**Records for this task:**
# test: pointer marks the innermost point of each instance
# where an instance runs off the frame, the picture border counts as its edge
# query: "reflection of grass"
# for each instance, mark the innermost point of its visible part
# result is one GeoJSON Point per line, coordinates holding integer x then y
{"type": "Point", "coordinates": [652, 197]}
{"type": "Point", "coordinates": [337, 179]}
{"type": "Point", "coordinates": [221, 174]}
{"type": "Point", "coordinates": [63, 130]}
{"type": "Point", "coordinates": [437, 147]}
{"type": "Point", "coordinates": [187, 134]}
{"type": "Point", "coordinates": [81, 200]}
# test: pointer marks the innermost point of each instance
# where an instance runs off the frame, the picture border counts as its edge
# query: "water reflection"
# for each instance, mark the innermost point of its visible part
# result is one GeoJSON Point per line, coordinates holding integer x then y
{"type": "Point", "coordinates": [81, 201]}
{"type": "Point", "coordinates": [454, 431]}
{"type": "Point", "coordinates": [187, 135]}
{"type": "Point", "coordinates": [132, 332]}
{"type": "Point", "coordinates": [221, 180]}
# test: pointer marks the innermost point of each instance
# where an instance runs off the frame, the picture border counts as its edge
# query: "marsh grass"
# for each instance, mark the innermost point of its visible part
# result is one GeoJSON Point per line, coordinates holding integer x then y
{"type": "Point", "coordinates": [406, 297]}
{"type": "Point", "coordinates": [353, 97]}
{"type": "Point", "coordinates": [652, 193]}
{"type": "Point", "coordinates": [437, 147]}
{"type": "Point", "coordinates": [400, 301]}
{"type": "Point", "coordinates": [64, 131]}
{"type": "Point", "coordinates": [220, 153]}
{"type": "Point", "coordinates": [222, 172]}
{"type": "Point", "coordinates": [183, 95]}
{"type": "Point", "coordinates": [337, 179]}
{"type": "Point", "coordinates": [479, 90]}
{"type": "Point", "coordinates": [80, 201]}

**Directive:**
Copy out the whole listing exactly; please set it all down.

**Answer to this exercise:**
# test: pointer marks the innermost point of each instance
# where an instance runs off the frame, the picture border counts as its edge
# query: "reflection of grass"
# for each instance, mark the innermost point of its visible part
# result is one GeoJSON Point per line, coordinates holding integer x then y
{"type": "Point", "coordinates": [652, 197]}
{"type": "Point", "coordinates": [337, 179]}
{"type": "Point", "coordinates": [221, 174]}
{"type": "Point", "coordinates": [63, 130]}
{"type": "Point", "coordinates": [437, 147]}
{"type": "Point", "coordinates": [187, 134]}
{"type": "Point", "coordinates": [81, 200]}
# test: pointer marks the innermost point of each instance
# where an instance runs off the frame, the picture border counts as its edge
# query: "water reflection"
# for each instance, mark the innermost point of its visible part
# result is one GeoJSON Point per line, coordinates holding integer x then y
{"type": "Point", "coordinates": [81, 201]}
{"type": "Point", "coordinates": [454, 431]}
{"type": "Point", "coordinates": [187, 135]}
{"type": "Point", "coordinates": [132, 332]}
{"type": "Point", "coordinates": [221, 180]}
# test: pointer marks the innermost point of each instance
# where an instance runs off the frame, the picture border counts as its edge
# query: "marsh grass"
# for each instance, mark the innermost point of its visible part
# result is one GeoJSON Point per line, coordinates holding integer x then y
{"type": "Point", "coordinates": [406, 297]}
{"type": "Point", "coordinates": [353, 97]}
{"type": "Point", "coordinates": [652, 193]}
{"type": "Point", "coordinates": [437, 147]}
{"type": "Point", "coordinates": [400, 301]}
{"type": "Point", "coordinates": [64, 131]}
{"type": "Point", "coordinates": [220, 153]}
{"type": "Point", "coordinates": [222, 172]}
{"type": "Point", "coordinates": [183, 95]}
{"type": "Point", "coordinates": [337, 179]}
{"type": "Point", "coordinates": [479, 90]}
{"type": "Point", "coordinates": [80, 201]}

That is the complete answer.